++++ Reading passage ++++
We dichotomised all ordinal risk factors variables. Education level was categorised as high (upper secondary and vocational training or tertiary education) or low (less than upper secondary). For hearing loss, we used self-reported hearing capacity as a proxy considering it either being normal (excellent, very good, and good) or bad (fair or poor). Moderate and vigorous physical activity were merged into physically active (frequency: more than once per week, once per week, one to three times a month) or inactive (hardly ever or never). The remaining risk factors were treated as dichotomous as they were in the database: hypertension (ever had high blood pressure vs never had high blood pressure), drinking (21 units or more of alcohol per week vs less than 21 units of alcohol per week), smoking (current smoker vs non-current smoker), depression (Centre for Epidemiologic Studies Depression [CES-D] scale score greater than or equal to five vs CES-D scale score less than five), social isolation (participating in social activities weekly vs non-participating in social activities weekly), diabetes (ever had diabetes vs never had diabetes), obesity (Body Mass Index [BMI] ≥ 30 kg/m2 vs BMI < 30 kg/m2), air pollution (living in urban area vs living in rural area).
Multistate models
In each wave, a participant could be classified in one of the three clusters (Cluster 1, Cluster 2 or Cluster 3; see above). Data being interval-censored, we applied multistate models using MSM package13 to study the impact of dementia risk factors on the risk of transition to “Likely Dementia” cluster.
We used age as the time-scale. It was calculated as the difference between birth date and interview date in years. In the multistate models, age was divided by 10 to facilitate the computational process without altering the Hazard Ratios (HR) results. Sex was considered as binary (male or female). All transitions were adjusted for sex, and transition towards “Likely Dementia” cluster was further adjusted for age. All covariates were set at baseline. For each risk factor, we computed its corresponding HR.
++++
What you will do ->
1 > Answer these questions from the methods passage on dementia risk factors, one line each, marked (a), (b) and (c):
(a) What Body Mass Index value marked a participant as obese?
(b) Which package was used to fit the multistate models?
(c) Why was age divided by 10 in the multistate models?
2 > Write the next paragraph of the methods passage on dementia risk factors, picking up after its final sentence.
++++ Supplied entries ++++
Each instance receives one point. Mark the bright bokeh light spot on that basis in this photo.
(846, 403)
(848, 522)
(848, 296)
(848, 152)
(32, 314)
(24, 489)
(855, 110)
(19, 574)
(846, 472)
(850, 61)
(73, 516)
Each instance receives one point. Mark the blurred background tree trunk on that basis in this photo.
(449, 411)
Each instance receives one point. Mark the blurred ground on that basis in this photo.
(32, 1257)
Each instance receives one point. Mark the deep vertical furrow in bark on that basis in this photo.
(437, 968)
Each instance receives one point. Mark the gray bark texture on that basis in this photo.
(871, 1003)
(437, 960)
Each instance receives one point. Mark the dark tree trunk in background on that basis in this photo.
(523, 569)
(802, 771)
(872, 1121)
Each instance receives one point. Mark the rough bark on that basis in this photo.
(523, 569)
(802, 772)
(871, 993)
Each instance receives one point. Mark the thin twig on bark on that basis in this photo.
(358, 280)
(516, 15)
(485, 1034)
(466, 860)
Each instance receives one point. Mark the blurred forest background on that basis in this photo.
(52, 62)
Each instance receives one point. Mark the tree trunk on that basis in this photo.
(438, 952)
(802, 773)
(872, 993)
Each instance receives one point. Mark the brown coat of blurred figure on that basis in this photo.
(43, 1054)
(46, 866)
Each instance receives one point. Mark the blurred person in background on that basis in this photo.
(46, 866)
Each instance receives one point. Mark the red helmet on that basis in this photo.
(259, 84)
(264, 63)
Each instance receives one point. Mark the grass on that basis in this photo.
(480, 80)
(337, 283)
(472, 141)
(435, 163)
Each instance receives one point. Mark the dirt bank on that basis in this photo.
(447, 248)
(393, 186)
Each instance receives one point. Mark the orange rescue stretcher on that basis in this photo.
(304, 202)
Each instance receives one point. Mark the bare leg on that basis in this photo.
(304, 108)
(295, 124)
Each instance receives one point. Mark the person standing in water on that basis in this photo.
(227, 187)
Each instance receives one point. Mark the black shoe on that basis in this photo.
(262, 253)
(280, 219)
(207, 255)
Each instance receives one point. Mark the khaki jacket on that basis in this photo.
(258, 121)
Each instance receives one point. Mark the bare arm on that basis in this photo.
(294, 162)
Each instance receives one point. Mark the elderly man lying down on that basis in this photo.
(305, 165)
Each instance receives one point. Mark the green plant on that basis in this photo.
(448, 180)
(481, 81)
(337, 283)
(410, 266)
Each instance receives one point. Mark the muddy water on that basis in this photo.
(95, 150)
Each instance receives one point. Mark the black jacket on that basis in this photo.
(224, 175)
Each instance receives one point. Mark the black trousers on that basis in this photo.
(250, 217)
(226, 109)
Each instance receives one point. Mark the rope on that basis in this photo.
++++
Answers for the exercise ->
1 >
(a) A BMI of 30 kg/m2 or higher.
(b) The MSM package.
(c) To make computation easier without changing the Hazard Ratio results.

2 >
We checked the robustness of the multistate models in two steps. First, we considered death as a competing risk and added it as an absorbing state in the models. This was investigated in SHARE where vital status was reported consistently. Second, we excluded early prevalent and incident dementia cases by excluding participants categorised with a likelihood of dementia at first and second waves and ran multistate analyses again.
Replication cohort
In order to confirm our results, we chose the harmonised version of ELSA14 as a replication cohort. It is a representative longitudinal panel study of people aged 50 years and over in England. It comprises nine waves ranging from 2002 to 2019.
Ethical approval and guidelines
All participants provided informed consent and both studies obtained ethical approvals from local research committees. We followed both STROBE (STrengthening the Reporting of OBservational studies in Epidemiology) and MELODEM (The MEthods in LOngitudinal research on DEMentia) guidelines15,16 for the reporting of this study.
Role of the funding source
Sponsors of the study had no role in study design, data collection, data analysis, data interpretation, or writing of the report.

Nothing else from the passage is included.